** STATED PROBLEM **
Where the line holding "the yellow building" appears, start copying, and continue exactly through the last line of the listing, skipping pictures.

_ _ _ _

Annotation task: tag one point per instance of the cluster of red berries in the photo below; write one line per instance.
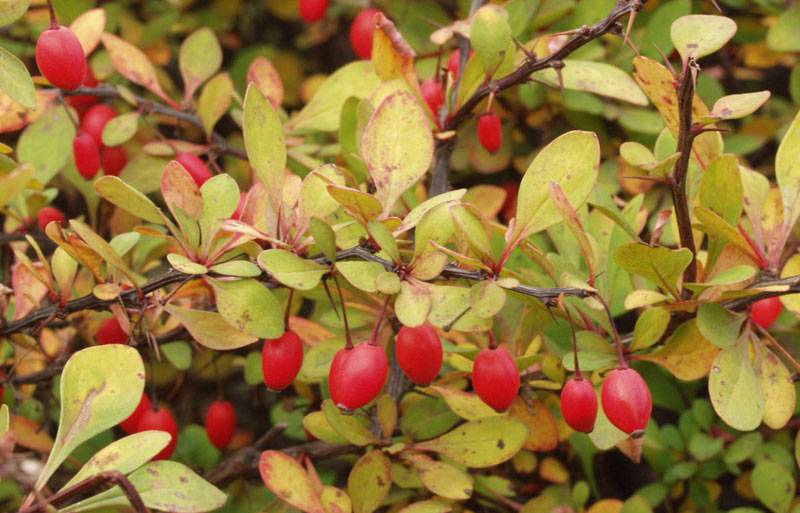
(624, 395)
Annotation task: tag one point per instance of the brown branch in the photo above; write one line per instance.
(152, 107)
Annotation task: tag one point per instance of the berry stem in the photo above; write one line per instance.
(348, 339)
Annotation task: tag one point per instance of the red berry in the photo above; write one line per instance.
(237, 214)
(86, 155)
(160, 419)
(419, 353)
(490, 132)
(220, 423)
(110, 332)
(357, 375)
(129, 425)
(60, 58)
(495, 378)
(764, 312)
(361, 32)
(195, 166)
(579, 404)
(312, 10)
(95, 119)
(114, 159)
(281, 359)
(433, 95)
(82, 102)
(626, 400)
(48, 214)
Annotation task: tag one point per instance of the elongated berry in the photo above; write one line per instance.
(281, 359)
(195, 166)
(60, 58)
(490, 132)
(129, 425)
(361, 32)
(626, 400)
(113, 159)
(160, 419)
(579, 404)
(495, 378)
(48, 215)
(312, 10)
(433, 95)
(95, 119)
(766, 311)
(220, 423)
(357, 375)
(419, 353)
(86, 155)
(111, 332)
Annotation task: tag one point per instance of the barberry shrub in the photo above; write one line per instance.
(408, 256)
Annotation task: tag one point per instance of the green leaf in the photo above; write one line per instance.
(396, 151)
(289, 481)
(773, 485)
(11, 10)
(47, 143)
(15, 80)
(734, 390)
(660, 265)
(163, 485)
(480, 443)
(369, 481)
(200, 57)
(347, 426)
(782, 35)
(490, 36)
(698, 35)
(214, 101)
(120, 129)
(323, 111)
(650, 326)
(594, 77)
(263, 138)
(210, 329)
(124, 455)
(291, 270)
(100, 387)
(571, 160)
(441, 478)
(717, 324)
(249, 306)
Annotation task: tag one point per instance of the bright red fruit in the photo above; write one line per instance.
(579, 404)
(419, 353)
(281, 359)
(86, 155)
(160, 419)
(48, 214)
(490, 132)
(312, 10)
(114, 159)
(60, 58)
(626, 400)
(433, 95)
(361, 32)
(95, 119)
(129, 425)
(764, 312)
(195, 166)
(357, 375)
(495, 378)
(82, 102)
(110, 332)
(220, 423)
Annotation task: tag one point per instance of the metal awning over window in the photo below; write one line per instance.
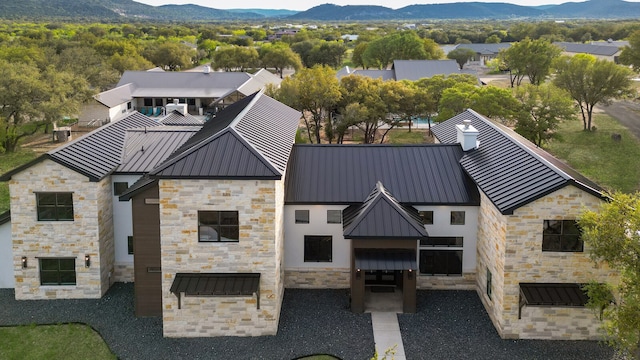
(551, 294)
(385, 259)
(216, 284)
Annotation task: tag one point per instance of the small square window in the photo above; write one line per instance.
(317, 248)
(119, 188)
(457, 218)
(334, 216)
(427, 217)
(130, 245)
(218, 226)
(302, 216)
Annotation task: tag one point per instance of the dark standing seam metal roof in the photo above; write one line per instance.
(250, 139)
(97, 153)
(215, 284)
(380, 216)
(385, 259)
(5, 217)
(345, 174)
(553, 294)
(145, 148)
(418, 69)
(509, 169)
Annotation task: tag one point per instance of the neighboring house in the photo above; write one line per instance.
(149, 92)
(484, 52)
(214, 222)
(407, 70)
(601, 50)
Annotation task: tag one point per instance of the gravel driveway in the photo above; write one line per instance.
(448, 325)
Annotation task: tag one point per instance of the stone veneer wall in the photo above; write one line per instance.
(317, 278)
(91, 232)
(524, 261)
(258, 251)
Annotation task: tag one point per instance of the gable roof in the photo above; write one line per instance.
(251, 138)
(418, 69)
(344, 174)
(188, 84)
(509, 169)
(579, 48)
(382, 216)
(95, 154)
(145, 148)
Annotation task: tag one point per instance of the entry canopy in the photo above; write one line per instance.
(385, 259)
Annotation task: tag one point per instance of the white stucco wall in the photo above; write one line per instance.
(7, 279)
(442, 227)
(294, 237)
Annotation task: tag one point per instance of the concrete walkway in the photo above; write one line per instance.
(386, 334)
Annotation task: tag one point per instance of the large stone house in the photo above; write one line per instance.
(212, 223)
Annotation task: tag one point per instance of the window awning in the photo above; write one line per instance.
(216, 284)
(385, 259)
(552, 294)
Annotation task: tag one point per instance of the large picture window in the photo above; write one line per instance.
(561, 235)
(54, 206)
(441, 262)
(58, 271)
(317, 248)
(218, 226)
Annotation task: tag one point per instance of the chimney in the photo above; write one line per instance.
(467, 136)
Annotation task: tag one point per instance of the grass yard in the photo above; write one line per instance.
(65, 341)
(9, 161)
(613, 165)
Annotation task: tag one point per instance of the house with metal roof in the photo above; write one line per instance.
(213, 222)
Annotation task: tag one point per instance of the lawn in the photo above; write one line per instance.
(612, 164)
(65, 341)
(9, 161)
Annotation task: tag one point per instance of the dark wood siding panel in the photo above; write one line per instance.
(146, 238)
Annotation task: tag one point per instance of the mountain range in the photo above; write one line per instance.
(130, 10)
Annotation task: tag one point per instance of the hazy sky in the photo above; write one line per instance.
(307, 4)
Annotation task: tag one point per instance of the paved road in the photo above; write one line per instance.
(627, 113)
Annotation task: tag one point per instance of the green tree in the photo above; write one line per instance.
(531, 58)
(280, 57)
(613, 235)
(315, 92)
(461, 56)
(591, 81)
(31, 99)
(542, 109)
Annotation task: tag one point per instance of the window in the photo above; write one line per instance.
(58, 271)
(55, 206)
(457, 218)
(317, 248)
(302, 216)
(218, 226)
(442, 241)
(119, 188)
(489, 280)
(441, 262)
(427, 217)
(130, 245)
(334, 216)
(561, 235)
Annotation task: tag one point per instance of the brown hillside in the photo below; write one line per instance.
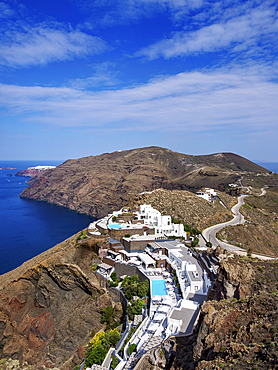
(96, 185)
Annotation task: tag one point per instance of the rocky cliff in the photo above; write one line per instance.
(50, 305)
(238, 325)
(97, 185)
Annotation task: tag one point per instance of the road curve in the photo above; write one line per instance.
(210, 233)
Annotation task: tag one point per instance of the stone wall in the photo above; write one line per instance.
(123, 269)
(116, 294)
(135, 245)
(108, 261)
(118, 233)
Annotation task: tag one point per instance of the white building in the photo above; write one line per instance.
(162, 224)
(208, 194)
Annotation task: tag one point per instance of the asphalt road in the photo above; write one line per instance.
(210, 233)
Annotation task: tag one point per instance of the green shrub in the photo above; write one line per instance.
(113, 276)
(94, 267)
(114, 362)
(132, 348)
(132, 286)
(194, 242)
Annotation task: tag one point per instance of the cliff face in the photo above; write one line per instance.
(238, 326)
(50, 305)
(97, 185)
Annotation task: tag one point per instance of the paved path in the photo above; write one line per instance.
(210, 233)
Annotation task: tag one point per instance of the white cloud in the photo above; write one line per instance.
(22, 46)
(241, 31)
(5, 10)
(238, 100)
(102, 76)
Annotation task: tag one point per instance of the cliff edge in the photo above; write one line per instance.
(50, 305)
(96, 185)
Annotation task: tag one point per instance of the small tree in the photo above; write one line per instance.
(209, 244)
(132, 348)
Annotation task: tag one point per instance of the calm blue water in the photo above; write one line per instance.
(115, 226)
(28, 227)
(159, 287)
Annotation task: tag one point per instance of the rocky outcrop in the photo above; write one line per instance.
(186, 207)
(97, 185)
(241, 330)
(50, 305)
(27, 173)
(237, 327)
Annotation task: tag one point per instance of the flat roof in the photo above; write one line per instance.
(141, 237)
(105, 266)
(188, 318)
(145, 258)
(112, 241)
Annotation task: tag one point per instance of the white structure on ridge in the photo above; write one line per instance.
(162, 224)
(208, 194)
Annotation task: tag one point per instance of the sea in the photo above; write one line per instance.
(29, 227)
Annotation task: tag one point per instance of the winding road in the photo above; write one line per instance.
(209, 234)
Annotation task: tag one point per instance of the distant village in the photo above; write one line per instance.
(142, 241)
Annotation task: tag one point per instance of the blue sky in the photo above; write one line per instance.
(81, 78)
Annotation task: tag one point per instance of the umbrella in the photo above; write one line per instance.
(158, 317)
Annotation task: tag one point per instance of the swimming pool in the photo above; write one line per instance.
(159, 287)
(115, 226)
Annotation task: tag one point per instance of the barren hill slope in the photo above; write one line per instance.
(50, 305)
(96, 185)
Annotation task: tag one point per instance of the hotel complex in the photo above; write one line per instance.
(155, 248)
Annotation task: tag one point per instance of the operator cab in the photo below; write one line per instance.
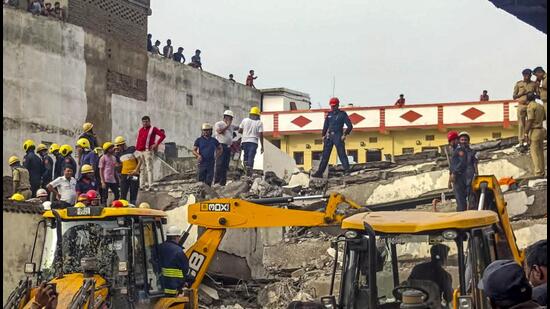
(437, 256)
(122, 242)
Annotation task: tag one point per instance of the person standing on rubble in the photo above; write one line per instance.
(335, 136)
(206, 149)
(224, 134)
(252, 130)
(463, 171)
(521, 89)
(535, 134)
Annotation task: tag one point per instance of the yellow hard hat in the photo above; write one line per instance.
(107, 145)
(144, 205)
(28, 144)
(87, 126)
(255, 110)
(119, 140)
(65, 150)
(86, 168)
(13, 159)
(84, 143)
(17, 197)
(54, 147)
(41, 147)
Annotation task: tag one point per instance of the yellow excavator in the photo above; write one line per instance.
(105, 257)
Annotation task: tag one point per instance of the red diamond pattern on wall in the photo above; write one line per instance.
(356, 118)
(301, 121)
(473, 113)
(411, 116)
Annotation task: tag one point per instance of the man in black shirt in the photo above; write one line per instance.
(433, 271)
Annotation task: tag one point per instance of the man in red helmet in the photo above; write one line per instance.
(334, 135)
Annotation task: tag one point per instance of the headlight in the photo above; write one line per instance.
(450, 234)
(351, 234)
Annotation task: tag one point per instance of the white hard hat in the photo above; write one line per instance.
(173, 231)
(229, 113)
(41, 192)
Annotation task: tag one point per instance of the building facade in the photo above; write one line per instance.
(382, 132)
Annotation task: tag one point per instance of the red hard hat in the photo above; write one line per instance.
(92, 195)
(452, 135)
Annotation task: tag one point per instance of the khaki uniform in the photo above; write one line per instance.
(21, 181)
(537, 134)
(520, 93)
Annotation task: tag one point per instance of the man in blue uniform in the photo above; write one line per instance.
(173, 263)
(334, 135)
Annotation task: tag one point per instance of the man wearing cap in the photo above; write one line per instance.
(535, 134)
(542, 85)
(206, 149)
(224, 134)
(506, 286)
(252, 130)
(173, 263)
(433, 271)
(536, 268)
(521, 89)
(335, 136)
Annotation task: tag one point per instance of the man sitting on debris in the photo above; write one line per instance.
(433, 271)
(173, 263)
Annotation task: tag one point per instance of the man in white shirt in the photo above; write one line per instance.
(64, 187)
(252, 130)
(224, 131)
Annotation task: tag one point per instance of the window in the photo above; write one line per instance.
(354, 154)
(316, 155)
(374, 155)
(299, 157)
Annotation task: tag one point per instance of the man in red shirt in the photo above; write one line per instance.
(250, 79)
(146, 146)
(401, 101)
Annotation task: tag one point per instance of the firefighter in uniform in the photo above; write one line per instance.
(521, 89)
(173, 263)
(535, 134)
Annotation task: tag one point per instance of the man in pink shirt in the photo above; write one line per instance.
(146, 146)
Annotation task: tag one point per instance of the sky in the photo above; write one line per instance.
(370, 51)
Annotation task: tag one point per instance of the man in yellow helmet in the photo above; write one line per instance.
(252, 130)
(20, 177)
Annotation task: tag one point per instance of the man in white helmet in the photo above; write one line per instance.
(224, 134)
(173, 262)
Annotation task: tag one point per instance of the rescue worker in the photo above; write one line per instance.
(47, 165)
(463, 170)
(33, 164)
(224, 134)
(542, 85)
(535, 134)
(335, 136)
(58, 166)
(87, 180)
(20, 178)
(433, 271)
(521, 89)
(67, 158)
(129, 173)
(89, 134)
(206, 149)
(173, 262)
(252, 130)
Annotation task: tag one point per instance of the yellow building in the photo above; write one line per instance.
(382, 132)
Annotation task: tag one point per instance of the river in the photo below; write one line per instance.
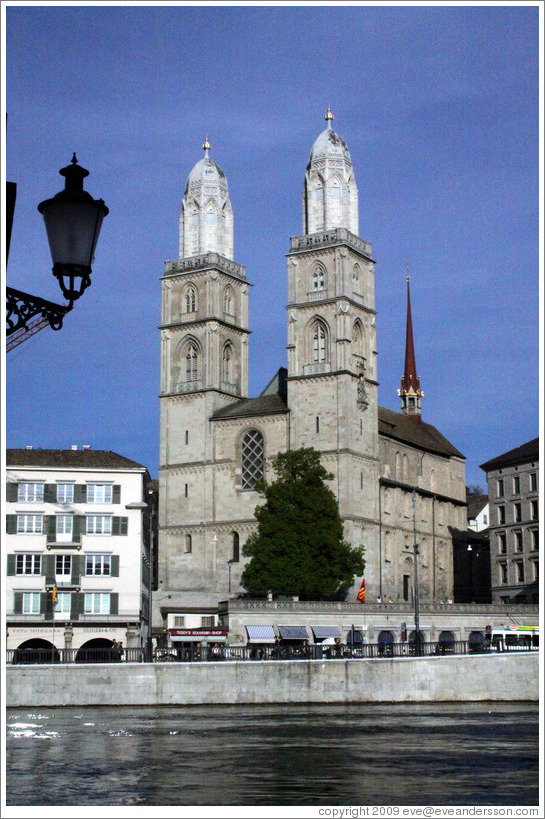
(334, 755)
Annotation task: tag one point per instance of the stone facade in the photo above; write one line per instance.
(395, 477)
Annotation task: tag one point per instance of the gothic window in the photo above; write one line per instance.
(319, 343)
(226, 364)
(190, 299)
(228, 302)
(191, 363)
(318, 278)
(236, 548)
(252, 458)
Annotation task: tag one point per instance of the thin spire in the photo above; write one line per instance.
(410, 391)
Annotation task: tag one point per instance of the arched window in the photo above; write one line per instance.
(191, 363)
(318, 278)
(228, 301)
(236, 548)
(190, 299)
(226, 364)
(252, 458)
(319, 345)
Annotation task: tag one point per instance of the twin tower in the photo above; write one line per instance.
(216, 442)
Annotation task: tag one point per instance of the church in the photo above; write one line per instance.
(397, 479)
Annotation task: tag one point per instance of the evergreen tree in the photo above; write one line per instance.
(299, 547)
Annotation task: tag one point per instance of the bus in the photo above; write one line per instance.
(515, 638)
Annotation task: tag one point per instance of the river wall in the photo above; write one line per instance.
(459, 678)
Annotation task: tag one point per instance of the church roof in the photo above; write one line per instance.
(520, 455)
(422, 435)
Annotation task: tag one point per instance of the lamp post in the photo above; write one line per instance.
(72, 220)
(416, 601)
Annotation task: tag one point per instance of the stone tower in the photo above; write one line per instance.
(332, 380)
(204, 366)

_ _ _ _

** EXERCISE ANSWER **
Annotation task: tag one point per instance of the yellow building in the photo above; write one line per instance.
(382, 132)
Annotation task: tag one point per instance of the river in the photo below; write one line per instance.
(334, 755)
Annotation task: tag one point per instance of the stone facade in the photo above; write one line per instance.
(395, 477)
Annotation task: tag one point per instance of the gothic window in the photo above; write one line per instance.
(319, 343)
(226, 364)
(190, 299)
(228, 302)
(191, 363)
(318, 278)
(236, 548)
(252, 458)
Annotation task: tag one point per instance of the thin spire in the photo above; write one line per instance.
(410, 391)
Annotation task: tag one point per instance of the arched window in the photo above; write one line per instance.
(191, 363)
(318, 278)
(228, 301)
(236, 548)
(190, 299)
(226, 364)
(252, 458)
(319, 345)
Annotation task: tag one point per instance of the twin tower in the photo above; write one line per instance.
(216, 442)
Annotation task: tag one point per instance of the church in the photo above; write one line per instance.
(397, 479)
Annotation task: tag one point per instance of the evergreen tree in the photo above; write one line per instance.
(299, 547)
Annotation task: tag one point per instance of the bus in the photo above; write one line per instance.
(515, 638)
Annotation task: tag one point per instance of the river wall in the photo above; write one line per instance.
(459, 678)
Annotation task: tag one point per instance of the church roof in the photo above; write one line per instance.
(520, 455)
(422, 435)
Annotation task: tag one point per instance of the lamp post in the photo above; write one line per instance.
(72, 220)
(416, 601)
Annotation task: tag one point per instance of the stone tower in the photo above; write one line per instance.
(332, 380)
(204, 366)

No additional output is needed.